Task to complete:
The task calls for each record to be given again exactly.

Stored entries

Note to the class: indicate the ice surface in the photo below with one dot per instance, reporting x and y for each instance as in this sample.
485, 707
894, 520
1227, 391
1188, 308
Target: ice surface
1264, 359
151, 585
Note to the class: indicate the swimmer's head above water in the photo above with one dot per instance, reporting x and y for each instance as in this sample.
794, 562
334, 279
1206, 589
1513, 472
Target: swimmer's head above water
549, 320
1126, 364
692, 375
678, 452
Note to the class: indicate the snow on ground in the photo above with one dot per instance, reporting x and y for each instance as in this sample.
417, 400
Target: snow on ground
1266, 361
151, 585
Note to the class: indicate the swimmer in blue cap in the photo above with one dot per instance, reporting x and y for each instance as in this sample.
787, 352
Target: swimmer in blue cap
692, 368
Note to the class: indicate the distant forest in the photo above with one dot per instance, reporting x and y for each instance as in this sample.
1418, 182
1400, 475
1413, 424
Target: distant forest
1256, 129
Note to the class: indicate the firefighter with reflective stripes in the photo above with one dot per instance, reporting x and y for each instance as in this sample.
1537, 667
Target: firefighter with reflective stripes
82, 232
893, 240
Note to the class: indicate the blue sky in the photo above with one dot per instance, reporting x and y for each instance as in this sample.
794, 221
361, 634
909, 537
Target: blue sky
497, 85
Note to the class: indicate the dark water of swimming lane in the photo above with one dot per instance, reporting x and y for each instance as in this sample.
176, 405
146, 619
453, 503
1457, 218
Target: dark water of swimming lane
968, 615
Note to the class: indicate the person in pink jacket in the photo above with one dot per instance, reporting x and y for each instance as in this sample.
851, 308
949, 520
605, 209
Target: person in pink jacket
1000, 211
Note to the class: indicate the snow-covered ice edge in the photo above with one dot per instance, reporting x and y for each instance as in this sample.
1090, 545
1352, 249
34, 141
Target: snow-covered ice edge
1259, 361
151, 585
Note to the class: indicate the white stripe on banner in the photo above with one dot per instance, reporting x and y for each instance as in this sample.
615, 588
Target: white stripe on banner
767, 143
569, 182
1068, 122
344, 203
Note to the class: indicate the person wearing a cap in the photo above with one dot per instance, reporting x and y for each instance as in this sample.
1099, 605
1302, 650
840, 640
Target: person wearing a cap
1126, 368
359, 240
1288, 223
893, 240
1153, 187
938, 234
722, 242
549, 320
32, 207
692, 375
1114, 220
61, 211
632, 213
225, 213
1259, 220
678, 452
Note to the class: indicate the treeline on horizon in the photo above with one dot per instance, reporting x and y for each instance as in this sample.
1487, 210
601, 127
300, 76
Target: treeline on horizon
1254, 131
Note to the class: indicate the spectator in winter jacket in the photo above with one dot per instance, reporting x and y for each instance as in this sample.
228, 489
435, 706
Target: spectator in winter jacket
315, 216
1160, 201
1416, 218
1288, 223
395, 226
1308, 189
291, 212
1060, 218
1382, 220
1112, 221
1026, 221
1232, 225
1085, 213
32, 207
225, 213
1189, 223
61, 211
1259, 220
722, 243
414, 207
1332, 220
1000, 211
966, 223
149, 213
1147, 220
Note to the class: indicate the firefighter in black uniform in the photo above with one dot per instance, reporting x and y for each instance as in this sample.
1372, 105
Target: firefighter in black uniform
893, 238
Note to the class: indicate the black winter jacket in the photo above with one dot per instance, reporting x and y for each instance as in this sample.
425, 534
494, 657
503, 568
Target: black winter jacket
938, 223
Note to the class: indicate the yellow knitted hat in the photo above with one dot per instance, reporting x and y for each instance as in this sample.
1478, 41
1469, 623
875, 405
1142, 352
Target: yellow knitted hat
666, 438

Written solution:
Note to the class: indicate the ice surface in the photo below with one dot per instance, reporting x and y for each instance as in this sample.
485, 707
894, 520
1227, 391
1188, 308
Target: ice surface
1264, 359
151, 585
Note to the class: indicate the swimmer's head above water in the photo above with one dot per instance, reporting x and y for each instance as in this sample.
794, 562
334, 279
1206, 589
1513, 472
Target: swimmer's head above water
549, 320
1126, 364
692, 375
678, 452
Note to the class: indicate the snow on ground in the photo above with one dot per instance, reporting x and y for each instance as in this sample.
417, 400
Target: snow on ground
1266, 361
151, 585
Note to the class: indicate the swimmer in blue cap in the photo above with one dot per instance, reporting x and y for each instance as in this sample.
787, 352
Target: swimmer in blue cap
692, 368
Note to the class: indicate the distant forest in the photo above with one dot per instance, reporting x and y for each instance as in this sample.
1418, 182
1400, 475
1413, 424
Target: distant forest
1256, 129
Note to the class: indicate the firefighter with reflective stripes in the photo above with one dot per instance, reporting x and y for each instance as in this sample.
1537, 667
Target: firefighter with reflective stripes
82, 232
893, 240
Note to the class: indicate the blue sky in the photo above with one dot per instance, reporting x and y for each instance as in this sample.
794, 221
361, 634
909, 537
Target: blue sky
497, 85
Note to the class: indicate the dark water of swimming lane in the photo above with one dot per instance, reporting x and y for each instance as in this sample.
176, 405
146, 619
453, 503
1457, 218
Target: dark water of swimming lane
968, 615
Note to the class: indicate the person in pink jacket in the photo above with one dot per instance, reporting x and y for each instance as in this sample.
851, 308
949, 520
605, 209
Target: person in pink jacket
1000, 211
Note to the class: indicate the snow-covered ice edge in the photo above with one dot per instance, reporting x and y for each instance as in this sample.
1090, 545
1352, 249
34, 141
Target: snow-covered ice edge
1259, 361
151, 585
Note to the class: indicate the white stripe on banner in the photo above with one dot per instance, reporting x and y for each instance as in this sample.
615, 588
Target: white stripe on banner
767, 143
569, 182
1068, 122
344, 203
Note to the class: indicate the person wearing a cap in the photo above with one dot per instance, reporting x and y for each instance as in this sample.
1099, 605
1302, 650
840, 640
Target: person wearing a cap
1126, 368
359, 240
1288, 223
893, 240
1153, 187
938, 234
722, 242
549, 320
32, 207
692, 375
1114, 220
61, 211
632, 213
225, 213
1259, 220
678, 452
Note to the class: indicate the treeline on horizon in the photo above with one dot per instance, reporting x and y for each instance as in this sample.
1487, 210
601, 127
300, 76
Target: treeline on horizon
1254, 131
Note to the class: indicate the spectator in winter jacket in the photo above with one dot per instance, reporting x and y for each instance as in this sample.
228, 489
435, 706
Target: spectator in winter jacket
315, 216
1160, 201
1416, 218
1288, 223
395, 226
1308, 189
291, 212
1060, 218
1382, 220
1112, 221
1026, 221
1232, 225
1085, 213
32, 207
225, 213
1189, 223
61, 211
1259, 220
722, 243
414, 207
1332, 220
1000, 211
966, 223
149, 213
1147, 220
Note to the class: indicate the firefighter in black uniform in the photo above with one dot per instance, reporting x and y for each instance as in this sample.
1372, 105
Target: firefighter in black uniform
893, 238
Note to the class: indicate the black winter jacket in the photo above with one dot per instance, reporting x and y for each instance as in this sample.
425, 534
494, 657
503, 568
Target: black winter jacket
938, 223
Note to the class: indicate the yellow knitted hat in the photo above with one dot per instance, reporting x and y for each instance as in this sample.
1478, 41
1469, 623
875, 405
1142, 352
Target: yellow knitted hat
666, 438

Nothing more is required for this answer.